Re: OOM errors cause by the new KafkaSink API

Posted by Hua Wei Chen <os...@gmail.com>.

Hi Martijn,

Thanks for your response.

> What's the Flink version that you're using?
Our Flink version is 1.14.4 and the scala version is 2.12.12.

> Could you also separate the two steps (switching from the old Kafka
interfaces to the new ones + modifying serializers) to determine which of
the two steps cause the problem?
Because the new Kafka API needs the new
serializer (KafkaRecordSerializationSchema) and seems like cannot use the
old one (KafkaSerializationSchema), we cannot separate the change into two
steps.

Best Regards,
Hua Wei

On Tue, Apr 26, 2022 at 5:03 PM Martijn Visser <ma...@apache.org>
wrote:

> Hi,
>
> What's the Flink version that you're using? Could you also separate the
> two steps (switching from the old Kafka interfaces to the new ones +
> modifying serializers) to determine which of the two steps cause the
> problem?

• [Instruction 1]: According to the thread, why can the switch to the new Kafka interfaces not be separated from the serializer change?

• [Raw records]:

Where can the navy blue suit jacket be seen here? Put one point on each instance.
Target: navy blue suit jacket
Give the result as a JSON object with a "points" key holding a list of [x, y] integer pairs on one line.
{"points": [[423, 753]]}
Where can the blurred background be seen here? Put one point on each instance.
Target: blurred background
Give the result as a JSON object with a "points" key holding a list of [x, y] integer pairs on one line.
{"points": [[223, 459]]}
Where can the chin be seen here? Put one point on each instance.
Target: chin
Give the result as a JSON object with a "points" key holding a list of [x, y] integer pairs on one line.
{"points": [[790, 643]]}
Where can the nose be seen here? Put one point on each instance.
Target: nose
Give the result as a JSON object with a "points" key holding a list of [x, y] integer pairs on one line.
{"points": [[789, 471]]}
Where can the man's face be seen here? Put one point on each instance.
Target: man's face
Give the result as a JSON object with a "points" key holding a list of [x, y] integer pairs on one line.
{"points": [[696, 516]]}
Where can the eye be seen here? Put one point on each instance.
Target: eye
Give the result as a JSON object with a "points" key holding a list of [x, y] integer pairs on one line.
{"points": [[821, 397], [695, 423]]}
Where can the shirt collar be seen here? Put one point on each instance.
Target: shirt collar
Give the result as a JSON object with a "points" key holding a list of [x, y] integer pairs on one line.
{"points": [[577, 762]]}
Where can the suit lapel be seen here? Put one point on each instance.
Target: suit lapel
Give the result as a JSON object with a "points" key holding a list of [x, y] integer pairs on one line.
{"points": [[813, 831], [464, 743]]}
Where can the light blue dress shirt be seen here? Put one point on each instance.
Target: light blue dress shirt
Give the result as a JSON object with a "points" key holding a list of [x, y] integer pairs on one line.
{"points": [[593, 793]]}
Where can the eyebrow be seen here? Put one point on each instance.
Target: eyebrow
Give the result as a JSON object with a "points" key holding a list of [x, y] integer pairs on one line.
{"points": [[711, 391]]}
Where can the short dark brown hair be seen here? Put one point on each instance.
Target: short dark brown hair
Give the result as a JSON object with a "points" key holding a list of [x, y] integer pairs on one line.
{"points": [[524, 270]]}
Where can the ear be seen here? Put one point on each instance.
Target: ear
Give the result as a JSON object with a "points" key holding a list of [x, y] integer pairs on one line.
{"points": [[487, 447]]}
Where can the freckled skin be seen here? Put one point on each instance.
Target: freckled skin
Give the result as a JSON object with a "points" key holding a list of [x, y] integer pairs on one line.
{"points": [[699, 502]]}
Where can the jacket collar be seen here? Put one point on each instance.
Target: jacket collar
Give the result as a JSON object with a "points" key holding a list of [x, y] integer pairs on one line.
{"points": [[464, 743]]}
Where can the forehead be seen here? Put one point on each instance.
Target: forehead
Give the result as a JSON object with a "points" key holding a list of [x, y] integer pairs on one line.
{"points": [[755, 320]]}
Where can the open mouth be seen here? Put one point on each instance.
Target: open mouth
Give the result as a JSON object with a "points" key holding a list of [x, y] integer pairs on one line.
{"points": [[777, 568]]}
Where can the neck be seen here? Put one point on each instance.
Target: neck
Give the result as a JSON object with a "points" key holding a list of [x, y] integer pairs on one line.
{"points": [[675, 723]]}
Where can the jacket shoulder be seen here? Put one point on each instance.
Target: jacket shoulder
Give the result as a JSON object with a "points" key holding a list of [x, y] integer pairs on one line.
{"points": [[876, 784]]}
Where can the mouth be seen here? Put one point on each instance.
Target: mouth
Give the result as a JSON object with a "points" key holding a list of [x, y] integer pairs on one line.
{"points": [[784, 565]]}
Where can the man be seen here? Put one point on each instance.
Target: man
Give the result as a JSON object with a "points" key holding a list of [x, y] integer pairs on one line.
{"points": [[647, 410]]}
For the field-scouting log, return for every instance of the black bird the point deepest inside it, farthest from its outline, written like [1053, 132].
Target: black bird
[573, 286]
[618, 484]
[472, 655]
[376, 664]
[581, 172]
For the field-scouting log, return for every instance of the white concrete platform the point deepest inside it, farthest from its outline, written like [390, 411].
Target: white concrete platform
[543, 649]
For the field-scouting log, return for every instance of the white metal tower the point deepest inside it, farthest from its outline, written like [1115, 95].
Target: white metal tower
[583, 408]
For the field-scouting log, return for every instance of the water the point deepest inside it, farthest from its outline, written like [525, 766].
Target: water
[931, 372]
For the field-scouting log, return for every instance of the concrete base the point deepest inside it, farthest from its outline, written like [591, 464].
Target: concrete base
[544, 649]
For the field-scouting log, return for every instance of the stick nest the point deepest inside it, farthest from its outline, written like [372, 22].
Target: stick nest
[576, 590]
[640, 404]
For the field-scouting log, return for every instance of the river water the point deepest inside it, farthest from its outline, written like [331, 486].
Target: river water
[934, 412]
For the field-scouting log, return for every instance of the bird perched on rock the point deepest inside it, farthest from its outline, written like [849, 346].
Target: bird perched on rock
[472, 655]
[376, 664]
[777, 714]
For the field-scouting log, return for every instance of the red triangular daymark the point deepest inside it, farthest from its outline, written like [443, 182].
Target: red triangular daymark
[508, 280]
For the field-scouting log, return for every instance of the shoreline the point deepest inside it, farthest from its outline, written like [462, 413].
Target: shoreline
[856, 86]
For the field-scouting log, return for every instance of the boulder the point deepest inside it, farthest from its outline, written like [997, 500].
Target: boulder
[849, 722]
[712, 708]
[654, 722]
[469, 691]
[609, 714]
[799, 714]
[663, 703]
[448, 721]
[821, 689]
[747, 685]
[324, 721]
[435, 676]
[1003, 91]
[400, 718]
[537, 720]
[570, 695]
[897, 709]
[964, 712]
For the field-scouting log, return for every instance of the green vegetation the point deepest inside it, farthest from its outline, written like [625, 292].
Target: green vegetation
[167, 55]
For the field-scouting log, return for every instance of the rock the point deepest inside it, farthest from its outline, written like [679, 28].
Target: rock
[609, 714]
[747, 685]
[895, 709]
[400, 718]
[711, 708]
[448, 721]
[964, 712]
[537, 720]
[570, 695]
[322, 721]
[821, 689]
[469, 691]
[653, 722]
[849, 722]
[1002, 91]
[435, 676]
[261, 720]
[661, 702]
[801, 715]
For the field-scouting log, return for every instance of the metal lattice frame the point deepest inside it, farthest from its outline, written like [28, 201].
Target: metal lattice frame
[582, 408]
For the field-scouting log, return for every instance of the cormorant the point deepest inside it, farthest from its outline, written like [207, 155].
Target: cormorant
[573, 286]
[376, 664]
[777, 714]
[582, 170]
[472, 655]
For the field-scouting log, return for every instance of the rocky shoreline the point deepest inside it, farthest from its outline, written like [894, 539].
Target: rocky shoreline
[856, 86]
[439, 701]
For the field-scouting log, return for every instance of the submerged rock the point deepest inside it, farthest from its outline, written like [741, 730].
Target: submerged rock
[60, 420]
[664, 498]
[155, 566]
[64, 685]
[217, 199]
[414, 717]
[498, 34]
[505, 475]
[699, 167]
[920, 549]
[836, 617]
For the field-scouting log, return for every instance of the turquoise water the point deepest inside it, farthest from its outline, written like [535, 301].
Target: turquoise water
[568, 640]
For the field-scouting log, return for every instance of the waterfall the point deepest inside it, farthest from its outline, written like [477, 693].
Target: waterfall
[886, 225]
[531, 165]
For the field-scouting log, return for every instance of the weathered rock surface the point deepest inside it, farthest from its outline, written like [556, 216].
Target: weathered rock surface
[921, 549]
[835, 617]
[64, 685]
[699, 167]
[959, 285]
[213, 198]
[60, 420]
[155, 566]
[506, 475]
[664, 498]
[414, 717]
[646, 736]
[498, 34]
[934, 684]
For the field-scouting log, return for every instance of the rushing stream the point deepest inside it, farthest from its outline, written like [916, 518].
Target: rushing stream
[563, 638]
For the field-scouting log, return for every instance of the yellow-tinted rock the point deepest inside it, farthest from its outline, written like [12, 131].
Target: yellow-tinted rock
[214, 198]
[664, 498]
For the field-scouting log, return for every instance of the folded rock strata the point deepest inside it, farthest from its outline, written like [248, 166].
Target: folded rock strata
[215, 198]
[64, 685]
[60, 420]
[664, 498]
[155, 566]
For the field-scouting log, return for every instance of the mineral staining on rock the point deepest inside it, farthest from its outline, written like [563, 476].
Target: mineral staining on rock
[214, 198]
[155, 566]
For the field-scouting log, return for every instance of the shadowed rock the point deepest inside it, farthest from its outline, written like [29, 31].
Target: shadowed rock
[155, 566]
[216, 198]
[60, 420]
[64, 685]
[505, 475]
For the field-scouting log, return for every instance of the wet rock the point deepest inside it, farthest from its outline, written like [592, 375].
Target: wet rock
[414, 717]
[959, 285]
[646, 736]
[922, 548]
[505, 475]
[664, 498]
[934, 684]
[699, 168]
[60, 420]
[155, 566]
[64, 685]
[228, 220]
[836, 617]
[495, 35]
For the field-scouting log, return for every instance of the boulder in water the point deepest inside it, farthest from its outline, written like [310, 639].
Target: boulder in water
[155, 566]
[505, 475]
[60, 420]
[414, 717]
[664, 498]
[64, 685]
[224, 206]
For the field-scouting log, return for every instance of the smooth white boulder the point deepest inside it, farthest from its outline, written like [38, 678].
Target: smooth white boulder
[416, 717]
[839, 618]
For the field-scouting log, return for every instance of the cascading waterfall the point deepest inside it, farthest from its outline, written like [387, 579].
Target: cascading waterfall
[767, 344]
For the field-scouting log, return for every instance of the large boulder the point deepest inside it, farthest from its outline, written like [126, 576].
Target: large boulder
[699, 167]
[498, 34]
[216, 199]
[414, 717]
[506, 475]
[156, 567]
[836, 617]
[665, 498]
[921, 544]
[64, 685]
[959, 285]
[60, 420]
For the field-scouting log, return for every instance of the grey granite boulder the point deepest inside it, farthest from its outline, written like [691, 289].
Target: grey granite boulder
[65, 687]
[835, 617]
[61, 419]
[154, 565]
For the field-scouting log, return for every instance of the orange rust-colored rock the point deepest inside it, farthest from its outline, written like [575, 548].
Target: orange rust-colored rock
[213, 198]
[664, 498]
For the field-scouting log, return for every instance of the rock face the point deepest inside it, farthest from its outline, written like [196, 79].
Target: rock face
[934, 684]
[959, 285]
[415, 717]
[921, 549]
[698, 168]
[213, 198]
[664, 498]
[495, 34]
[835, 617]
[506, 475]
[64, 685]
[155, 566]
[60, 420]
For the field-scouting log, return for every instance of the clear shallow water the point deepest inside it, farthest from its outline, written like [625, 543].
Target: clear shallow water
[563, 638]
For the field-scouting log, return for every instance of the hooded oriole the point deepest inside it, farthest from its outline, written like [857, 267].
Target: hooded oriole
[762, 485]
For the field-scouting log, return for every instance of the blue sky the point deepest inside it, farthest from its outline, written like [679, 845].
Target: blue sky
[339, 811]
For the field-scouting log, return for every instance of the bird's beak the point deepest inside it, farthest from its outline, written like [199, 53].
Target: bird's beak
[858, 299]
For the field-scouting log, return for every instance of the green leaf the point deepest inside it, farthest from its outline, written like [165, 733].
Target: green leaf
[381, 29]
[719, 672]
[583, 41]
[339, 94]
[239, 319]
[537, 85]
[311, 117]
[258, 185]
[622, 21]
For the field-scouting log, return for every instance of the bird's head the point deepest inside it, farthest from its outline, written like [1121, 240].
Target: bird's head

• [Instruction 2]: Reproduce the rows from the line with "like [199, 53]." up to and including the final row, substituting "habitat survey record" for "field-scouting log" and leaving everything else unchanged.

• [Correct answer 1]: The new Kafka API requires the new serializer, KafkaRecordSerializationSchema, and apparently cannot use the old KafkaSerializationSchema. Because of this, the two changes could not be made as separate steps.

• [Correct answer 2]:
For the habitat survey record, return for every instance of the bird's beak the point deepest inside it, farthest from its outline, written like [199, 53].
Target: bird's beak
[858, 299]
For the habitat survey record, return for every instance of the green leaf the point deepest inside it, farthest from its outline, written like [165, 733].
Target: green leaf
[381, 29]
[719, 672]
[583, 41]
[339, 94]
[239, 319]
[537, 85]
[311, 117]
[258, 185]
[622, 21]
For the habitat survey record, return for every instance of the bird's head the point deepest inside it, farthest from its outline, written like [1121, 240].
Target: bird's head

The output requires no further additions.